● **READING PASSAGE**

Explain the difference in reactivity between CH₃O⁺H₂ and CH₃OH in a nucleophilic substitution reaction. (The pK_a of H₃O⁺ is −1.7.)

Verified step by step guidance

Step 1: Understand the nature of the species involved. CH3O+H2 is a protonated methanol molecule, where the oxygen atom carries a positive charge due to the addition of a proton (H+). CH3OH, on the other hand, is neutral methanol, where the oxygen atom has lone pairs of electrons and no formal charge.

Step 2: Analyze the stability of the species. The protonated methanol (CH3O+H2) is less stable because the positive charge on the oxygen atom creates significant electron deficiency. This makes it more reactive compared to neutral methanol (CH3OH), which is more stable due to the absence of a formal charge.

Step 3: Consider the leaving group ability. In a nucleophilic substitution reaction, the leaving group plays a critical role. When CH3O+H2 reacts, it can lose a water molecule (H2O) as the leaving group. Water is a very good leaving group because it is neutral and stable. In contrast, CH3OH does not have a good leaving group unless it is first protonated to form CH3O+H2.

● **WHAT YOU NEED TO DO**
a – Reproduce every one of the stored data rows word for word.
b – Carry on the explanation of how protonated and neutral methanol differ in reactivity, starting after its last sentence.
The methanol explanation and the rows have no connection to each other.

● **Stored data entries**

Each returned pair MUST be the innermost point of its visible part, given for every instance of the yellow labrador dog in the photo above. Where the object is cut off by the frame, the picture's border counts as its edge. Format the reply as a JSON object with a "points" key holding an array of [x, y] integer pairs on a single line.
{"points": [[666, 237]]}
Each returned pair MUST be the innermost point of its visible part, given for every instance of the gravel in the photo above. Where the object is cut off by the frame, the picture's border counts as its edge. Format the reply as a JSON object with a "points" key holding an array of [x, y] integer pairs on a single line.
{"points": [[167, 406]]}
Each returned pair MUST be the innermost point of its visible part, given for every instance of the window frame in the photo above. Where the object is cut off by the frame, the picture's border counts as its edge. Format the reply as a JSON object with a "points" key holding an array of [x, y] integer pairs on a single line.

● **WRITTEN RESPONSES**
a –
Each returned pair MUST be the innermost point of its visible part, given for every instance of the yellow labrador dog in the photo above. Where the object is cut off by the frame, the picture's border counts as its edge. Format the reply as a JSON object with a "points" key holding an array of [x, y] integer pairs on a single line.
{"points": [[666, 237]]}
Each returned pair MUST be the innermost point of its visible part, given for every instance of the gravel in the photo above. Where the object is cut off by the frame, the picture's border counts as its edge. Format the reply as a JSON object with a "points" key holding an array of [x, y] integer pairs on a single line.
{"points": [[167, 406]]}
Each returned pair MUST be the innermost point of its visible part, given for every instance of the window frame in the photo above. Where the object is cut off by the frame, the picture's border counts as its edge. Format the reply as a JSON object with a "points" key holding an array of [x, y] integer pairs on a single line.

b –
Step 4: Relate the pKa values to reactivity. The pKa of H3O+ is −1.7, indicating that it is a very strong acid. This means that the conjugate base (H2O) is very stable. The protonation of CH3OH to form CH3O+H2 increases the reactivity of the molecule in a nucleophilic substitution reaction because it facilitates the formation of a stable leaving group (H2O).

Step 5: Conclude the difference in reactivity. CH3O+H2 is more reactive in a nucleophilic substitution reaction compared to CH3OH because the protonation of CH3OH enhances the leaving group ability by forming water (H2O), a stable and neutral molecule. Neutral CH3OH lacks this enhanced leaving group ability unless it is first protonated.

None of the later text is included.